_INSTRUCTIONS TO FOLLOW_
In your copy, leave out the pictures and repeat the entries below exactly.

_Stored data_

--

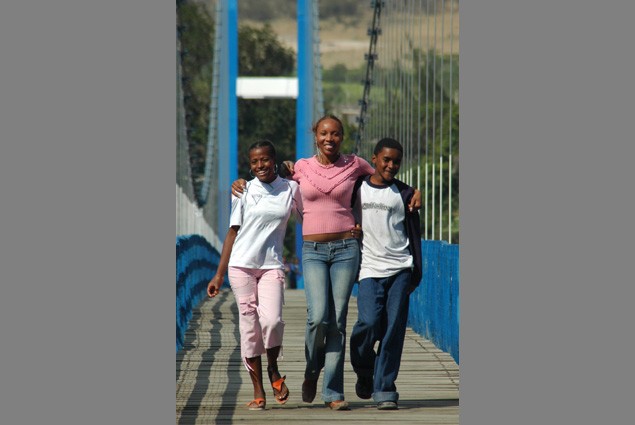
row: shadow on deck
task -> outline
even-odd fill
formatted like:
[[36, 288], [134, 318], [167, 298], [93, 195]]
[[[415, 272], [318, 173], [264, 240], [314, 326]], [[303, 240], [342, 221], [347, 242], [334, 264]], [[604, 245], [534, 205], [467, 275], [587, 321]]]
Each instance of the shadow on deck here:
[[[459, 423], [459, 366], [449, 354], [411, 329], [406, 334], [397, 379], [398, 411], [378, 411], [372, 400], [360, 400], [355, 395], [356, 377], [348, 352], [344, 392], [351, 410], [335, 412], [324, 407], [319, 395], [321, 379], [315, 401], [311, 404], [302, 402], [300, 388], [304, 376], [306, 322], [302, 290], [287, 290], [283, 309], [284, 358], [279, 367], [280, 372], [287, 375], [290, 399], [287, 404], [278, 405], [269, 391], [266, 411], [249, 411], [245, 405], [253, 398], [253, 387], [240, 359], [237, 314], [234, 296], [227, 289], [194, 309], [183, 349], [176, 354], [177, 424], [253, 422], [289, 425], [333, 420], [348, 424]], [[357, 305], [352, 298], [348, 335], [356, 318]]]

--

_OUTPUT FOR THIS TASK_
row: shadow on deck
task -> outline
even-odd fill
formatted like:
[[36, 288], [134, 318], [167, 298], [93, 195]]
[[[415, 272], [318, 173], [264, 240], [314, 326]], [[303, 240], [342, 221], [347, 242], [334, 264]], [[604, 245], [534, 205], [467, 275], [587, 321]]]
Each instance of the shadow on deck here:
[[[459, 423], [459, 366], [449, 354], [411, 329], [406, 334], [397, 379], [398, 411], [378, 411], [372, 400], [360, 400], [355, 395], [356, 377], [348, 352], [344, 392], [351, 410], [335, 412], [324, 407], [319, 395], [321, 379], [315, 401], [311, 404], [302, 402], [300, 388], [304, 376], [306, 322], [302, 290], [287, 290], [283, 309], [284, 358], [279, 367], [280, 372], [287, 375], [290, 399], [287, 404], [278, 405], [269, 391], [266, 411], [249, 411], [245, 405], [253, 398], [253, 387], [240, 359], [237, 314], [234, 296], [227, 289], [194, 309], [183, 349], [176, 354], [177, 424], [253, 422], [289, 425], [333, 420], [348, 424]], [[357, 305], [352, 298], [348, 335], [356, 318]]]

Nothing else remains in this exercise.